--- WHAT TO DO ---
a - In the passage on Holborn's council housing below, why does the author place Corporation Buildings on Farringdon Road in the Victorian tradition of philanthropic housing rather than treating it as council housing? Answer in one to three sentences.
b - Carry on the Holborn council housing history below, picking up right after its final sentence.

--- PROVIDED PASSAGE ---
↓↓↓

Posted by Municipal Dreams in Housing, London

≈ 7 Comments

Tags

1920s, 1930s, Holborn, Pre-1914

Holborn, created in 1900, was at just 403 acres the smallest of the London boroughs. With a population to match – declining from 59,000 when established to barely 22,000 on abolition in 1965 – and an overwhelmingly Conservative council, neither was it in the forefront of council housebuilding. Still, it has a rich council housing history and after 1945, with Sydney Cook as Borough Architect (who would go on to make his name in the same office at Camden), it stood in the forefront of modernist design.

Map

Holborn can be seen near the centre of this interwar map of the Metropolitan Boroughs. Together with St Pancras and Hampstead, it would form the London Borough of Camden from 1965.

This first post will look at its earlier history and begins with what the Survey of London describes as ‘the first council housing in England’.  In fact, Corporation Buildings on Farringdon Road, completed in 1865, were built by the City of London, largely at the initiative of Alderman Sydney Waterlow, better known as the founder of the Improved Industrial Dwellings Company. For that reason and given the nature of the City of London Corporation, I place it more strongly in the Victorian tradition of philanthropic housing and, like most of these early ‘model dwellings’ and their relatively high rents, its 168 tenements housed the better-off working class and the lower middle class.  The buildings were demolished in 1970. (1)

Corporation Buildings, Farringdon Road

An early engraving of Corporation Buildings, Farringdon Road

The City of London built another block, Viaduct Buildings containing 40 tenements, in 1880 but it was the London County Council (LCC), created in 1889, that built most of Holborn’s council housing proper before the First World War.  The LCC’s first scheme was a small one, intended to clear and improve a run-down area between Brooke Street and Leather Lane. Completed in 1897, Cranley Buildings (unusually three-storey tenements rather than the five that was the norm) comprised just twelve two- and three-roomed tenements, housing 60 people. Only 55 had been displaced by slum clearance but the usual problem of high rents ensured that these new residents too were the better-off rather than the poorest who had previously lived in the area. (2)

↑↑↑

--- DATA EXTRACTS ---
↓↓↓

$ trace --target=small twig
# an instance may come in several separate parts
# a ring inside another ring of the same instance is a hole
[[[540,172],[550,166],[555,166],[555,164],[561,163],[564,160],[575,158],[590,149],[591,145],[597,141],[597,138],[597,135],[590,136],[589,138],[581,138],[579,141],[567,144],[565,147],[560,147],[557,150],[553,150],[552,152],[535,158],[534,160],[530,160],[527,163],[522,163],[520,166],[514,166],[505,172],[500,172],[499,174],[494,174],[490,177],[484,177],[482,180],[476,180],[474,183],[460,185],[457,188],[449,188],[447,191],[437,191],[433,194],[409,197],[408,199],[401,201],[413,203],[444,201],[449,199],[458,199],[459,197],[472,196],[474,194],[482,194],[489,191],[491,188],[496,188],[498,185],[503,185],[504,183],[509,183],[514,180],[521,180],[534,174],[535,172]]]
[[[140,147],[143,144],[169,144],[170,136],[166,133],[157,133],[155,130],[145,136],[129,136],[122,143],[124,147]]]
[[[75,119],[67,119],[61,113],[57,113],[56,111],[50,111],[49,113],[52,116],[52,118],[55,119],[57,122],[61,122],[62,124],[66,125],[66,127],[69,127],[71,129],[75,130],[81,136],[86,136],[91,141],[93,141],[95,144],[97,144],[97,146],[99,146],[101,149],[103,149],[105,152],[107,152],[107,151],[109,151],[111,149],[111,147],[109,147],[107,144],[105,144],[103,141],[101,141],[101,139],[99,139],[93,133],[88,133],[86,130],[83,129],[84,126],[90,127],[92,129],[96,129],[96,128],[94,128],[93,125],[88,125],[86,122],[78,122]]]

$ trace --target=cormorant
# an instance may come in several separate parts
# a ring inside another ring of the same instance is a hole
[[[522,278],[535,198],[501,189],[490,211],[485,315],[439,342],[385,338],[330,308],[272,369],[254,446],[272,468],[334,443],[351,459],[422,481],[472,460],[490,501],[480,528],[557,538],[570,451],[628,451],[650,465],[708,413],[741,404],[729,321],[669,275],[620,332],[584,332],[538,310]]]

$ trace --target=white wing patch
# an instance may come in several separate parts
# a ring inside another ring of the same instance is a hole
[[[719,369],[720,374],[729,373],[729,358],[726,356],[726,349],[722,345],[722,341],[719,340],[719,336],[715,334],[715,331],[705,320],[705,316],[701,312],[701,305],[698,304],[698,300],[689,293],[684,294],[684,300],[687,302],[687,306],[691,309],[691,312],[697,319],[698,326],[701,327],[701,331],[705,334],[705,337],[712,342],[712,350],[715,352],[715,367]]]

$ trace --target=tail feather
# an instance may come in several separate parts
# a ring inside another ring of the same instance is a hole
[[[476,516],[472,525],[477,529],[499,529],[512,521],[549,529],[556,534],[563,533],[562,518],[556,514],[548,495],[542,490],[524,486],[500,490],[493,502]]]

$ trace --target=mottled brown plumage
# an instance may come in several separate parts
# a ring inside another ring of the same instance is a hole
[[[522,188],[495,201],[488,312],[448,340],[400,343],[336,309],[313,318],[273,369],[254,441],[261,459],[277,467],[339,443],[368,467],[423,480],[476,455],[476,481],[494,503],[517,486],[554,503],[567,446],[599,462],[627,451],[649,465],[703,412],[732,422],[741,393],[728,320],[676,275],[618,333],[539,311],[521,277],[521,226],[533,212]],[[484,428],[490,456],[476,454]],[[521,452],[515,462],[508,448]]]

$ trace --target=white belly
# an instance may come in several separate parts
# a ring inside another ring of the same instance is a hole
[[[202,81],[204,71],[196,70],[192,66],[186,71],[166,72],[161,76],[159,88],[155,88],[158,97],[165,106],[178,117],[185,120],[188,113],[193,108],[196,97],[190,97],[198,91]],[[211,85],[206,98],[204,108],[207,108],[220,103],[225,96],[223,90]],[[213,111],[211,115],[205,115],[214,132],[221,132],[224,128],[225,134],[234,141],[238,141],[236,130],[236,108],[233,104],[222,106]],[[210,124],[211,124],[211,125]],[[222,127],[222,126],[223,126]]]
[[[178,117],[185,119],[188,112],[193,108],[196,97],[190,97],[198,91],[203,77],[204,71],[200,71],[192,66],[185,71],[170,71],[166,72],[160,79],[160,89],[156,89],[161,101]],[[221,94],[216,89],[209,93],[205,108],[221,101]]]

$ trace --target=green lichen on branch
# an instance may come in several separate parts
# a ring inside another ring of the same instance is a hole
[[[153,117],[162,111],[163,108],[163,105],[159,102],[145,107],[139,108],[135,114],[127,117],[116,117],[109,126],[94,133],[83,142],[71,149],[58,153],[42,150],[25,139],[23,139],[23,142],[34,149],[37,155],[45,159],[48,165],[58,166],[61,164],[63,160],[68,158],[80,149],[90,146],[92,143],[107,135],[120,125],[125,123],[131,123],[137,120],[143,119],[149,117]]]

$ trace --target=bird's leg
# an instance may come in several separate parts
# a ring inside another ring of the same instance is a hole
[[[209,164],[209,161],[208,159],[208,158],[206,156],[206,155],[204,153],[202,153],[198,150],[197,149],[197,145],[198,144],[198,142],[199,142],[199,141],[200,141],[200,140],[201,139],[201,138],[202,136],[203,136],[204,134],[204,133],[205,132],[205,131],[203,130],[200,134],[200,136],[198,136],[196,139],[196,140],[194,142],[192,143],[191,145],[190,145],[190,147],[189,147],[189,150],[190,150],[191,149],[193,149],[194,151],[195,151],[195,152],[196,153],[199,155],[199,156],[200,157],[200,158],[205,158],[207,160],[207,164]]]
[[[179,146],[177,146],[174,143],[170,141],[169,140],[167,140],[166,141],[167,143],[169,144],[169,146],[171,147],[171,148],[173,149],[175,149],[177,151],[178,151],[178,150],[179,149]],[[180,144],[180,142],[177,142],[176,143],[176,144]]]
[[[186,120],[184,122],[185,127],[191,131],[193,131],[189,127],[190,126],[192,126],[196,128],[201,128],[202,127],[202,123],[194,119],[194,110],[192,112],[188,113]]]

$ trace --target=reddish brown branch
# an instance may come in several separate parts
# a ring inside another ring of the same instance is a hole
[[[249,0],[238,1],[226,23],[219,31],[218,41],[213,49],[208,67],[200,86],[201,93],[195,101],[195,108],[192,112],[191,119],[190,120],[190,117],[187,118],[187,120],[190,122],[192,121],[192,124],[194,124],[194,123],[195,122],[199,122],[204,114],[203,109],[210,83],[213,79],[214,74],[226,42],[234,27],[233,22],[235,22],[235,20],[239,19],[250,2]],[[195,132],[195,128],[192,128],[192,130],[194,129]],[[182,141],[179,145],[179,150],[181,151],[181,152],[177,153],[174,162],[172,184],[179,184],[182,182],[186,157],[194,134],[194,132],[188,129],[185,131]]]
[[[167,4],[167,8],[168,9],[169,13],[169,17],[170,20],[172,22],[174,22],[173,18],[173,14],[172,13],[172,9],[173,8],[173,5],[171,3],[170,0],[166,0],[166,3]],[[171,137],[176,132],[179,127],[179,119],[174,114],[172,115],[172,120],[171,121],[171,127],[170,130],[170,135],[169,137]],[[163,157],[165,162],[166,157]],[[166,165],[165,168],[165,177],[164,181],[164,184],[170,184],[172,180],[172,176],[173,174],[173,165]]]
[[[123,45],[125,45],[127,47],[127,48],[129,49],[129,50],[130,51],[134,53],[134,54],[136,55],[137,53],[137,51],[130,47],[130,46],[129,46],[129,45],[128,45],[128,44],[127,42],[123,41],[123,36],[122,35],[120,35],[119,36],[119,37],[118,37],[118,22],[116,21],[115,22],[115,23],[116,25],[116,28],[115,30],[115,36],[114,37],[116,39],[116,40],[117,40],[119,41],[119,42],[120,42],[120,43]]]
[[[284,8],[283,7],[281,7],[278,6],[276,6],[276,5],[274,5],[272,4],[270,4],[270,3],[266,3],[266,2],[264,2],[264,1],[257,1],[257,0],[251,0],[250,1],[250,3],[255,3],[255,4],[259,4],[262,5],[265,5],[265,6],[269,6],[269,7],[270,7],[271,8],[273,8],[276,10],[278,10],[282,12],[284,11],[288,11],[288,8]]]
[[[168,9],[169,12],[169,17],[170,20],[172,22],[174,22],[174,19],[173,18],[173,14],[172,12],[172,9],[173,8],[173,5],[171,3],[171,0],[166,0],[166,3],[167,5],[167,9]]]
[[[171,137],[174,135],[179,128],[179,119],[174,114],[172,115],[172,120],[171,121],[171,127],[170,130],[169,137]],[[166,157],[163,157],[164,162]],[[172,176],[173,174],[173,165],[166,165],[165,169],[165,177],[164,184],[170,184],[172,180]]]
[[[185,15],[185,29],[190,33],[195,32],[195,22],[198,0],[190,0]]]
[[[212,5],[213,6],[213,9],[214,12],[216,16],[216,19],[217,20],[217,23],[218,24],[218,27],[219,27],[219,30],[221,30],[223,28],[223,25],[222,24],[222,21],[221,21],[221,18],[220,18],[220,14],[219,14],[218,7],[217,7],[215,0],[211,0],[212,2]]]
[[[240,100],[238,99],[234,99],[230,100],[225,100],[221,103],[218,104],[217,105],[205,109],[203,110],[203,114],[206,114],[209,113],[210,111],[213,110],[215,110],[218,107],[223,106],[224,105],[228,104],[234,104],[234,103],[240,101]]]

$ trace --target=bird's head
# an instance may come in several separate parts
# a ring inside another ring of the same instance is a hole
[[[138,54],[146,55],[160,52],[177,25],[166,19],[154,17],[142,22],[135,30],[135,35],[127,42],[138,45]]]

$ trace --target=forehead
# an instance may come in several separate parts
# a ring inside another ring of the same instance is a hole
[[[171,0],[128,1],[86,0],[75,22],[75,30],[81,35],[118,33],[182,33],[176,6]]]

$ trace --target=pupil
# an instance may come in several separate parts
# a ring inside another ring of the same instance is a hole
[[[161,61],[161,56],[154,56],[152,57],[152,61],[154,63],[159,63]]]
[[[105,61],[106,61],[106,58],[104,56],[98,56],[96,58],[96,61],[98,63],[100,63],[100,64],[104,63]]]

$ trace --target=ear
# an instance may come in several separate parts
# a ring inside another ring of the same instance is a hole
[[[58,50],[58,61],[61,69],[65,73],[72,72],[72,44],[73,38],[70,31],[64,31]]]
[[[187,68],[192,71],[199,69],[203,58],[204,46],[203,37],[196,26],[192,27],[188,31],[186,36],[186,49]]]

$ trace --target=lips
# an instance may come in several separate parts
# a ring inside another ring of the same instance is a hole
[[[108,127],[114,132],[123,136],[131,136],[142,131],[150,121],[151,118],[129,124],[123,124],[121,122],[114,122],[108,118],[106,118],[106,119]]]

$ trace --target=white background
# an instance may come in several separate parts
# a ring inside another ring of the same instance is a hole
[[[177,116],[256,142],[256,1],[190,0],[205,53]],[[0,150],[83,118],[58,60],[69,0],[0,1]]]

↑↑↑

--- LIST OF ANSWERS ---
a - The author gives two reasons. The buildings were put up by the City of London largely at the initiative of Alderman Sydney Waterlow, better known as the founder of the Improved Industrial Dwellings Company, and the author also points to the nature of the City of London Corporation.

b -
Cranley Buildings SN

Cranley Buildings

The LCC’s next scheme, the Bourne Estate, south of Clerkenwell Road, was a much grander affair: eleven principally five-storey blocks containing some 763 homes: (3)

designed by the LCC Architect’s Department in a free Classical style, with Arts and Crafts touches … [of] international significance as the model for the much admired and highly influential public housing erected in Vienna immediately after the First World War.

It’s the grand arches which find their greatest echo in the later Austrian schemes but the attractive green courtyards of the Bourne Estate contain little of the communal buzz sought by Red Vienna.

Bourne Estate SN

The Bourne Estate

Holborn was far from alone among the metropolitan borough councils in building no council housing of its own before 1914 but its overwhelmingly Conservative membership no doubt made that decision easier.  Two Labour councillors were elected in 1919 but they soon lost their seats and through most of the 1920s the Council was wholly Conservative.

The First World War and its aftermath – and specifically the promise of ‘Homes for Heroes’ – had changed much in 1919 and the celebrated Housing Act of that year required that all councils not only survey local housing needs (within three months!) but actively prepare schemes to meet them.  Holborn went through the motions, going so far as to inspect four possible sites for council housing, but finally concluded that: (4)

Although from a purely public health point of view there is at present necessity existing in the Borough for better housing accommodation for the working classes, many other factors have to be taken into consideration by the Council.

To be fair, there was some truth in the factors identified: population movement from central London, cheaper and better housing in suburban districts, cheaper commuting, and Holborn’s growing significance as a business centre. But they didn’t obviate the pressing problems of the day, not least the 611 unadapted large family houses now in multiple occupation.  Clearly, political opposition to public housing remained the determining factor for the Council’s Conservative majority.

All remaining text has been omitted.